■ **TASK DETAILS**
Scale the data from its very beginning up to and including the line containing "<point>249,88</point>". Reproduce every line in that stretch, but multiply each answer coordinate by 0.8 and round to the nearest whole number, with halves rounded up. Give only this stretch and omit the pictures.

■ **EXCERPTED RECORDS**
--------------------------------------------------

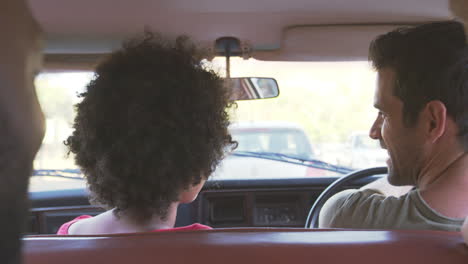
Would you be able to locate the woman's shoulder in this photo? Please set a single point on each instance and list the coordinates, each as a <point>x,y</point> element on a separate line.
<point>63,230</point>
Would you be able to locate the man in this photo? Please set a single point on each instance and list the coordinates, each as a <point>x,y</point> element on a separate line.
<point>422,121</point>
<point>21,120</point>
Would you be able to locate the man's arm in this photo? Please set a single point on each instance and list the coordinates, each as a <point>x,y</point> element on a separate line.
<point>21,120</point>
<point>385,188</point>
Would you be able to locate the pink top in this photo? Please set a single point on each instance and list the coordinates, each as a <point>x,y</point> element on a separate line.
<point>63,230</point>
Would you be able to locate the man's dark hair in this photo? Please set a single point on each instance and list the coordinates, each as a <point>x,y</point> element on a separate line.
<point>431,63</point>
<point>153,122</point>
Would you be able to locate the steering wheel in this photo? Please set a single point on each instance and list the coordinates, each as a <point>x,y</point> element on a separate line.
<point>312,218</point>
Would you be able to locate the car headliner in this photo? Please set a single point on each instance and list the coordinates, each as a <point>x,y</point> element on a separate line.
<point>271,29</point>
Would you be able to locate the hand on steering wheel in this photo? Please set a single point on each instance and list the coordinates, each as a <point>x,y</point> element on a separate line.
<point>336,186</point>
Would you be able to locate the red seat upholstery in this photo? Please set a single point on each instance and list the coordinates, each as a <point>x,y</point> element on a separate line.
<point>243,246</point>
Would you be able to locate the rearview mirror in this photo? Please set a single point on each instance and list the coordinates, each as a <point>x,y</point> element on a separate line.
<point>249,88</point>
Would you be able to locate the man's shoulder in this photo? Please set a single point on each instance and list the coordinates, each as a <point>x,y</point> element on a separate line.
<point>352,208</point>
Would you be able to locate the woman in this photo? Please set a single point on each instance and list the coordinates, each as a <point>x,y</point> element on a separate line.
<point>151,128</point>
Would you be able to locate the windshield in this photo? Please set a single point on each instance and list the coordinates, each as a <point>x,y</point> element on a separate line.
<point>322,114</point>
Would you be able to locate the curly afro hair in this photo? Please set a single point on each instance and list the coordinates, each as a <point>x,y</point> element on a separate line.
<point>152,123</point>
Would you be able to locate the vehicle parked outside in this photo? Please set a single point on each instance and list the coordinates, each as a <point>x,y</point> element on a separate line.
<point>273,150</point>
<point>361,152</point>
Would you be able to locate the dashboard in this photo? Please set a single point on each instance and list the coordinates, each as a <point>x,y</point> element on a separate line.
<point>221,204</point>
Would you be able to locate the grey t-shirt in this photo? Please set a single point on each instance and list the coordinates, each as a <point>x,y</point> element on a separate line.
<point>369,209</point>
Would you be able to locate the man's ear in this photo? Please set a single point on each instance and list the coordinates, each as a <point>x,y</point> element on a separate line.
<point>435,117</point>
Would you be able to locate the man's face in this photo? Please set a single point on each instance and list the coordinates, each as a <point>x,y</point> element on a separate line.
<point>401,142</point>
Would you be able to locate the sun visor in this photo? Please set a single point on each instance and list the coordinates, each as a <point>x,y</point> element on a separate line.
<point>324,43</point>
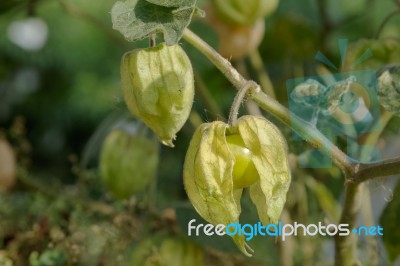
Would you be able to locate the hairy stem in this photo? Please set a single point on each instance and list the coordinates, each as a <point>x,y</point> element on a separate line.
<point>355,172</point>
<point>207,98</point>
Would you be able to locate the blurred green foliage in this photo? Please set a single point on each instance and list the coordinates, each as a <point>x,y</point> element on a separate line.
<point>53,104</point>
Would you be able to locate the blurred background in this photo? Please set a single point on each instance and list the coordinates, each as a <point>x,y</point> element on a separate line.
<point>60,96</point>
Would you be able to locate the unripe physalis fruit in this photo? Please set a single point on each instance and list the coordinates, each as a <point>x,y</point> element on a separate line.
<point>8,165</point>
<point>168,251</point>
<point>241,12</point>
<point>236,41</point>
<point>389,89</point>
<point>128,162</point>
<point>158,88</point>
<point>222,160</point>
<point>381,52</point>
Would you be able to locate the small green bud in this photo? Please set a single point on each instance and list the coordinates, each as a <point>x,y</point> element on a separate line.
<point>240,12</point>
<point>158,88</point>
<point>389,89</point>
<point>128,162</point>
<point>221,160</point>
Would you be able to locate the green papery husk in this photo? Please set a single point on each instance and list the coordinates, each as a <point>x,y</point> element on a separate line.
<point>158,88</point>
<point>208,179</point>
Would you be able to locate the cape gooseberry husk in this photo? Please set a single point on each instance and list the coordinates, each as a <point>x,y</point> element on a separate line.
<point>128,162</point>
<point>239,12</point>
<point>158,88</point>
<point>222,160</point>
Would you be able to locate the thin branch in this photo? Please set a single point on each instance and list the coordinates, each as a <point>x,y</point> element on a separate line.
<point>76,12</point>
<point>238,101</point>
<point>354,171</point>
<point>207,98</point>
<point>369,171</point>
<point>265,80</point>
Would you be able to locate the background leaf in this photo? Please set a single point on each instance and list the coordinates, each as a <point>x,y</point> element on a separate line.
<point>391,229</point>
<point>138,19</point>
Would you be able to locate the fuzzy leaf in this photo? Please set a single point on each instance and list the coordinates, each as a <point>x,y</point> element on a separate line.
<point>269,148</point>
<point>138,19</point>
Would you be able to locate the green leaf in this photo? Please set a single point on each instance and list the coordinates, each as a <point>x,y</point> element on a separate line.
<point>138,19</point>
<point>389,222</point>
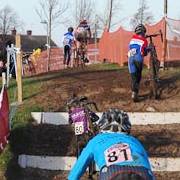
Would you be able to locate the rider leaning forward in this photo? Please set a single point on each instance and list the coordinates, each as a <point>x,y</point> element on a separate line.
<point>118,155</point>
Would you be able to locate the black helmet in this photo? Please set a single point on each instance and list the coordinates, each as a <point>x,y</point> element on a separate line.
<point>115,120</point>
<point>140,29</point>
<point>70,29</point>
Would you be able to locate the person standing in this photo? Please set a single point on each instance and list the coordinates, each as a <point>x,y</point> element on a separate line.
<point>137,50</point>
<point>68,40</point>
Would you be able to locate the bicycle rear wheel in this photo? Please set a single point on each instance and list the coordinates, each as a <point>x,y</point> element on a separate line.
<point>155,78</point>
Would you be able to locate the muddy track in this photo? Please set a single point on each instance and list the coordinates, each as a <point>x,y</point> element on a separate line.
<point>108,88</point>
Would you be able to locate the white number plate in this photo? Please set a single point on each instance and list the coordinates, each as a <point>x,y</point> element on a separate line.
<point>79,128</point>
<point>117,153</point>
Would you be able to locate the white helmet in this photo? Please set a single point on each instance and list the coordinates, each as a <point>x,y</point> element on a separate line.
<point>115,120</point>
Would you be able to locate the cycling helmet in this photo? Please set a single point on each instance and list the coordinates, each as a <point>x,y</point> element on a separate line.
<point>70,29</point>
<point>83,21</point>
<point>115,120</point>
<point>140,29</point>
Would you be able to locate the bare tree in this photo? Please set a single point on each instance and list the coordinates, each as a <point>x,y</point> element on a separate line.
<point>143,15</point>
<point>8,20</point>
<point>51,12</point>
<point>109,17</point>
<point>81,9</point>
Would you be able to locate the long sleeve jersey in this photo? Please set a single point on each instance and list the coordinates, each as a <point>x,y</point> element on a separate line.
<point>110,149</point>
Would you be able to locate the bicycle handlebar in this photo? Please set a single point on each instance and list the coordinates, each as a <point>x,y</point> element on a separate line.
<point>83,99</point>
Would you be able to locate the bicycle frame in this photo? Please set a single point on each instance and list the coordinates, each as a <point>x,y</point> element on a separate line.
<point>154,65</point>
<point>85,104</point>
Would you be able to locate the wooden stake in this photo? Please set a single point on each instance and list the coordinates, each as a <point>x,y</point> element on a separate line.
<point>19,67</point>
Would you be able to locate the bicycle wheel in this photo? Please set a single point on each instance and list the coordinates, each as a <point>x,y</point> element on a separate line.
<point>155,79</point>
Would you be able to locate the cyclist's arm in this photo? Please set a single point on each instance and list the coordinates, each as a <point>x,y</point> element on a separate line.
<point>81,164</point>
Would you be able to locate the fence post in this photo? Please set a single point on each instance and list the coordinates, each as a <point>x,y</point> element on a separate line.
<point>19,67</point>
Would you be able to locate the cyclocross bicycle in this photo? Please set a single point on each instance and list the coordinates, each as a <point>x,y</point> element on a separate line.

--------------------------------------------------

■ **TASK OUTPUT**
Would you be able to locate the woman's shoulder in this photo? Please set a single point on each instance and list the coordinates, each as a <point>x,y</point> element on a separate line.
<point>50,184</point>
Would you be able to locate the man in this photo? Please set a single point on each instance and list the coordinates, each as a <point>x,y</point> element on a separate line.
<point>338,97</point>
<point>17,96</point>
Would you be able to locate the man's arm in this photo? Please set a single point on each instance and list the coordinates, each as a <point>x,y</point> element on a separate line.
<point>17,96</point>
<point>308,150</point>
Would you be able to locate the pink top in this photo? Please set a single point on each instance and list the coordinates, each as a <point>x,y</point> element on a separate line.
<point>50,184</point>
Would you be able to locate the man's dark hair in this photo? Please set a single point on each instance and list the coordinates, each as a <point>x,y</point> element on a separate line.
<point>345,50</point>
<point>122,98</point>
Would you be able to locate the steering wheel in this photo? Please set a single point on each instance and list the coordinates, each as a <point>x,y</point> element on a separate line.
<point>250,174</point>
Would you be able to locate the car headliner in this photo? Please set a single point on each instance and list the coordinates, each as a <point>x,y</point> element on a separate line.
<point>217,23</point>
Would you be able to locate the hand on steering wheel in this photo? Please set a single point on each instance and list the coordinates, each as a <point>x,y</point> element on a separate line.
<point>269,149</point>
Would you be able to locate the red seat upholstery in this photo? Please set a single point on each instance and list the coordinates, each as a <point>x,y</point> element on a separate line.
<point>194,197</point>
Would you be able to locate the rearview mirror in this photo? Please set a single point on each instance and list the coordinates, each as a <point>x,y</point> element on a separate line.
<point>199,70</point>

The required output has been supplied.